What you should do - Your answer must be the full listing below, restated word for word, with no pictures in it.

Provided data -
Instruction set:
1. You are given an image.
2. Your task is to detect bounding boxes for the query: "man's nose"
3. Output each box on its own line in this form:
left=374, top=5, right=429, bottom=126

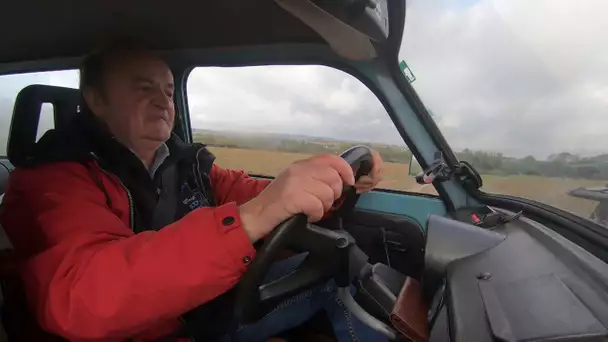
left=152, top=88, right=172, bottom=109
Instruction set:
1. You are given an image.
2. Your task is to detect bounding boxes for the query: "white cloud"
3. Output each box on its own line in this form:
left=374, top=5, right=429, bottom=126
left=400, top=0, right=608, bottom=158
left=324, top=80, right=361, bottom=115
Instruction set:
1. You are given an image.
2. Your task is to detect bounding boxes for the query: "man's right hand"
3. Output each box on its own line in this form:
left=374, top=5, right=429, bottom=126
left=238, top=154, right=355, bottom=243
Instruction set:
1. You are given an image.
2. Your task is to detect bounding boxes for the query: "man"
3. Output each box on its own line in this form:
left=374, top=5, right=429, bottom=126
left=0, top=46, right=387, bottom=342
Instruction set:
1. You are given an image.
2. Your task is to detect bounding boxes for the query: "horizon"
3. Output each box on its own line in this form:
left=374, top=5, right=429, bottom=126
left=192, top=128, right=608, bottom=162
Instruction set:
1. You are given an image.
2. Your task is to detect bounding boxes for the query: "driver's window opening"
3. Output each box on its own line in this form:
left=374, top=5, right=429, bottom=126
left=186, top=65, right=438, bottom=195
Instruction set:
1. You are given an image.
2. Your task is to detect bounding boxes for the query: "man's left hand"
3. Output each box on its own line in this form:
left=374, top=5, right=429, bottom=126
left=354, top=149, right=384, bottom=194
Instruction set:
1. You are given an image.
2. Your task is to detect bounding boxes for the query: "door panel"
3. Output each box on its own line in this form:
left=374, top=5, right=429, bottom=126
left=342, top=209, right=426, bottom=279
left=355, top=190, right=446, bottom=228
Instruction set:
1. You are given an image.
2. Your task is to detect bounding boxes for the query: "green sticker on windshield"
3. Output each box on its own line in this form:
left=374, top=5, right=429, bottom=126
left=399, top=60, right=416, bottom=83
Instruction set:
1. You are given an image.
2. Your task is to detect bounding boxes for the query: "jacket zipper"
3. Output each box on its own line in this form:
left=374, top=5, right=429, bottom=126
left=91, top=153, right=135, bottom=230
left=194, top=148, right=213, bottom=206
left=115, top=175, right=135, bottom=230
left=101, top=168, right=135, bottom=230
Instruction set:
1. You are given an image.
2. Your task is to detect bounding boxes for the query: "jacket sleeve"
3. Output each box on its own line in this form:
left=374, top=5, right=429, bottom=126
left=210, top=164, right=271, bottom=206
left=0, top=162, right=256, bottom=341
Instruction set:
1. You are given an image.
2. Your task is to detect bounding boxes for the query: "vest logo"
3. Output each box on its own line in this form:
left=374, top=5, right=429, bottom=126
left=180, top=183, right=209, bottom=211
left=183, top=195, right=201, bottom=210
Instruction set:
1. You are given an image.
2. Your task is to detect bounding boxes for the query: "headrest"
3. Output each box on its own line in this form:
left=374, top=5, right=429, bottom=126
left=7, top=85, right=79, bottom=165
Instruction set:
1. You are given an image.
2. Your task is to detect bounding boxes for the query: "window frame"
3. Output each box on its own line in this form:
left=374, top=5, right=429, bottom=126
left=0, top=43, right=460, bottom=211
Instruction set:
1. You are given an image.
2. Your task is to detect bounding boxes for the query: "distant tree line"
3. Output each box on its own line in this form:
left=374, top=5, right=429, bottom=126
left=194, top=132, right=608, bottom=180
left=194, top=132, right=413, bottom=163
left=455, top=150, right=608, bottom=180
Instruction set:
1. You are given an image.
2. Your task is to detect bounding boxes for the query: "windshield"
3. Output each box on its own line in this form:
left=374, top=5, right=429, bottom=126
left=399, top=0, right=608, bottom=226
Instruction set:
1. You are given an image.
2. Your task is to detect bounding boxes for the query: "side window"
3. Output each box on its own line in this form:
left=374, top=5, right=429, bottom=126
left=0, top=70, right=79, bottom=155
left=187, top=65, right=432, bottom=194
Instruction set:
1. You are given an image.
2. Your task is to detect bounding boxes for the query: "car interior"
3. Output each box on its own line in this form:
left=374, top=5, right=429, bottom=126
left=0, top=1, right=608, bottom=342
left=0, top=83, right=430, bottom=341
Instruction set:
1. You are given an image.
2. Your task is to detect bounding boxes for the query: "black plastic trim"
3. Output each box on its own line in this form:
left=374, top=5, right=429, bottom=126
left=444, top=214, right=608, bottom=342
left=425, top=214, right=506, bottom=276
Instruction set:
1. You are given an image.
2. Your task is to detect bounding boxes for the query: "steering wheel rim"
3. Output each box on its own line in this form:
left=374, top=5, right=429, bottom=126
left=332, top=145, right=374, bottom=216
left=234, top=146, right=374, bottom=324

Answer box -
Instruction set:
1. You are given an image.
2. Your task is to detect bounding boxes for the query: "man's nose"
3. Output each box on its own line in this form:
left=374, top=5, right=429, bottom=126

left=152, top=88, right=172, bottom=109
Instruction set:
1. You are given an image.
2. Your task is to detect bounding boxes for the query: "white cloud"
3. Output each box on its own line in this form:
left=374, top=5, right=429, bottom=126
left=400, top=0, right=608, bottom=158
left=324, top=80, right=361, bottom=115
Instruction set:
1. You are given an image.
2. Your task is to detect bounding boxes for the query: "man's right hand"
3. Output each box on its own line in this form:
left=374, top=5, right=429, bottom=126
left=238, top=154, right=355, bottom=243
Instruction set:
1. You are given an image.
2. Your task is to detect bounding boxes for the query: "man"
3. Output each box on its own line in this form:
left=374, top=5, right=429, bottom=126
left=0, top=46, right=387, bottom=342
Instruction set:
1. You are given an image.
2. Your task is to detect bounding boxes for the query: "horizon"
3. Output each box on its own line in this form:
left=374, top=5, right=429, bottom=126
left=192, top=128, right=608, bottom=162
Instruction set:
1. You are given an image.
2. Your task is to detect bounding boxes for the query: "driver's window opening"
3. Output each box on its own line in this form:
left=374, top=5, right=429, bottom=126
left=186, top=65, right=438, bottom=195
Instruction set:
1. You are given an image.
2. Your task is to detect bounding boxes for the query: "man's left hand"
3. Output each box on its own line in this form:
left=374, top=5, right=429, bottom=126
left=354, top=149, right=384, bottom=194
Instruction set:
1. You are given an image.
2. Your task is to detect bounding boxes for the query: "door panel"
3. Output each box on its own line in this form:
left=374, top=5, right=429, bottom=126
left=342, top=209, right=426, bottom=279
left=355, top=190, right=446, bottom=228
Instruction set:
1. You are given an image.
2. Your task is to detect bounding boxes for the query: "green sticker on windshield"
3. Output each box on its own line in this form:
left=374, top=5, right=429, bottom=126
left=399, top=60, right=416, bottom=83
Instruction set:
1. You are given an image.
2. Your task is to detect bounding boxes for the query: "jacket zipper"
3. Output each box on its own line in this form:
left=374, top=5, right=429, bottom=126
left=91, top=153, right=135, bottom=230
left=194, top=148, right=213, bottom=206
left=115, top=175, right=135, bottom=230
left=101, top=168, right=135, bottom=230
Instruction set:
1. You are given an image.
2. Your task is to detect bounding boxes for the query: "jacket sleeve"
3. Output each box on its own line in this form:
left=374, top=5, right=429, bottom=126
left=210, top=164, right=271, bottom=206
left=0, top=162, right=256, bottom=341
Instruction set:
1. You are given an image.
2. Your task is to detect bounding boxes for the query: "vest logo"
3. Output each box on its own line in this form:
left=374, top=5, right=429, bottom=126
left=180, top=183, right=209, bottom=211
left=183, top=195, right=201, bottom=210
Instruction set:
1. You are given an image.
2. Your task is to detect bounding boxes for the query: "headrest"
3. Output each box on its own line in this form:
left=374, top=5, right=429, bottom=126
left=7, top=85, right=79, bottom=165
Instruction set:
1. You are given an image.
2. Your task is to detect bounding boxes for the query: "window frame"
3. Output each box on its own line in this form:
left=374, top=5, right=429, bottom=126
left=0, top=43, right=460, bottom=211
Instruction set:
1. You are given an image.
2. Your task is to detect bounding boxes for the query: "distant tree line"
3. Output each box on its own line in this form:
left=374, top=5, right=429, bottom=126
left=194, top=132, right=608, bottom=180
left=194, top=132, right=413, bottom=163
left=455, top=150, right=608, bottom=180
Instruction set:
1. You are given an image.
2. Your task is to detect bounding boxes for the query: "windshield"
3. Output each box on its own line in this form:
left=374, top=5, right=429, bottom=126
left=399, top=0, right=608, bottom=226
Instruction set:
1. You are given an image.
2. Your task is to detect bounding boxes for the query: "side window"
3. Output each box on its own line in this form:
left=374, top=5, right=429, bottom=126
left=0, top=70, right=79, bottom=155
left=187, top=65, right=432, bottom=194
Instruction set:
1. You are given an image.
2. Your task is to detect bounding boxes for the query: "car interior"
3. Output each box on its own line in this form:
left=374, top=5, right=429, bottom=126
left=0, top=1, right=608, bottom=342
left=0, top=83, right=430, bottom=341
Instruction set:
1. You are given an image.
2. Your task is to detect bounding boxes for the query: "black plastic trim"
3. Output each box on its own line in this form:
left=374, top=5, right=429, bottom=126
left=444, top=214, right=608, bottom=342
left=425, top=214, right=506, bottom=276
Instruction set:
1. You are given an image.
2. Your task is to detect bounding boxes for the query: "steering wheel rim"
3. Output each box on its own line in this form:
left=374, top=5, right=429, bottom=126
left=332, top=145, right=374, bottom=216
left=234, top=146, right=374, bottom=324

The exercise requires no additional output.